Record set:
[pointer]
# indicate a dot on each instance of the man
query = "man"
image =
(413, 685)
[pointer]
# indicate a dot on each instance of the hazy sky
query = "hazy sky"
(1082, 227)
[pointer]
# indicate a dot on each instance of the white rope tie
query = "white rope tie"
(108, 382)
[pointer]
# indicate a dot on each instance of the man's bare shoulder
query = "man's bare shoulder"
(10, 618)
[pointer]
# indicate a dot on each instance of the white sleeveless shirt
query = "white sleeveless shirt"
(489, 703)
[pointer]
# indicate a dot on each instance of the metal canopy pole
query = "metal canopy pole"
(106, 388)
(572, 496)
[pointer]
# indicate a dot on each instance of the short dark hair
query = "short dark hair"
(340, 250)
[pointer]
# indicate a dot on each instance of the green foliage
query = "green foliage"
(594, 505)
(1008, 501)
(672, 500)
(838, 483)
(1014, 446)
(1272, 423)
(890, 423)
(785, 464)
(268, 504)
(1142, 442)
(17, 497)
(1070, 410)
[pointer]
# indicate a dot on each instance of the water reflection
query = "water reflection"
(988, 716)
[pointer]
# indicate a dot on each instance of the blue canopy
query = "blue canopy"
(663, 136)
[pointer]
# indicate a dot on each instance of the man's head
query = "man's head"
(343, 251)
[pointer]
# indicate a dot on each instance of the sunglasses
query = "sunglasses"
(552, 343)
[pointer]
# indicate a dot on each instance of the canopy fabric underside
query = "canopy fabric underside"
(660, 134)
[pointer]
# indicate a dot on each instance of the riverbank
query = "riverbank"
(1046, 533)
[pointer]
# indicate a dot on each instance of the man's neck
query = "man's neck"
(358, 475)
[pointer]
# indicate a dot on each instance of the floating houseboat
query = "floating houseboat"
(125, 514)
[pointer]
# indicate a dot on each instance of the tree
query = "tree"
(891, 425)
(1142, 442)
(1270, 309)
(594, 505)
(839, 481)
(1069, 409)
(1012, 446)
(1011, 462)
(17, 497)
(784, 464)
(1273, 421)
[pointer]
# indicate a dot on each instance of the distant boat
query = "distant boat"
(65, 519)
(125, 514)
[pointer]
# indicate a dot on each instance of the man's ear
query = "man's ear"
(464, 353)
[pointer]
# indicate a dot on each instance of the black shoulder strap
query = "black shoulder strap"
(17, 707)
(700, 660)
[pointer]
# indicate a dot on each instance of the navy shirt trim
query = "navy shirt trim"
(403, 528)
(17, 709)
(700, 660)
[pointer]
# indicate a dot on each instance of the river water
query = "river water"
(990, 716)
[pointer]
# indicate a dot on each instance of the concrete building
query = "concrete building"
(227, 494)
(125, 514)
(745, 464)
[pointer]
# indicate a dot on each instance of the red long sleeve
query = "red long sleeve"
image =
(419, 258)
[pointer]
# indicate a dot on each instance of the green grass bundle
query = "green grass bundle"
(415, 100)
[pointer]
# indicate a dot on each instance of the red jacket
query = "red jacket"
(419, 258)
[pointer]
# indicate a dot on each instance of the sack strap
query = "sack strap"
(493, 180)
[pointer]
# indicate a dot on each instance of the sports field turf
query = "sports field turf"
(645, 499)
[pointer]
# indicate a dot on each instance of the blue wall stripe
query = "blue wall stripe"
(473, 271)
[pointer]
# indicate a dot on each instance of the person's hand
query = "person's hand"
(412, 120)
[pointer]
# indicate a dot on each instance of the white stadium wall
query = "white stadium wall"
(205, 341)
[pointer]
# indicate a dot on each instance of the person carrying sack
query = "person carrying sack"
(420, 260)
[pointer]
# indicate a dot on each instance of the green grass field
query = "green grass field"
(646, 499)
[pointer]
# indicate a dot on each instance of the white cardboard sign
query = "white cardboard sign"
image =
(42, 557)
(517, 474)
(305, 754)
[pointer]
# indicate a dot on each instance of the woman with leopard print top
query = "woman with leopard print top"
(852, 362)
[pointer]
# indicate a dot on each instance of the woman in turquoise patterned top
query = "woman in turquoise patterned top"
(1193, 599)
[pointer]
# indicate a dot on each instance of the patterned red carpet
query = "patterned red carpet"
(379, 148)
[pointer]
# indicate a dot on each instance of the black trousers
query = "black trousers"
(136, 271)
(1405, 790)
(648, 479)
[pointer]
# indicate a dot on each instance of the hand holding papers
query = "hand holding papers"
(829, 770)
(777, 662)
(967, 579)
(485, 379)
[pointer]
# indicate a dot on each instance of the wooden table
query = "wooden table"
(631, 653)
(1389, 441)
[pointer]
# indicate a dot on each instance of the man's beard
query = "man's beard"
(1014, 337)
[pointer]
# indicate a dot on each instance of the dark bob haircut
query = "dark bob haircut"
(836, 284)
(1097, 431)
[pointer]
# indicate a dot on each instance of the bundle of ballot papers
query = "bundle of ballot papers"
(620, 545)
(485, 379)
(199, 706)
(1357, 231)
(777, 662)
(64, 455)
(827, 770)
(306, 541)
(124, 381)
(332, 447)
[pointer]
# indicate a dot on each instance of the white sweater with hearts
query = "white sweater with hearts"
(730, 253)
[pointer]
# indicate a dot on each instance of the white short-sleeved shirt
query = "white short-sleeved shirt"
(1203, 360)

What the exercise asks:
State how many lines of the listing contain the string "sweater". Reply with only the number.

Task answer:
2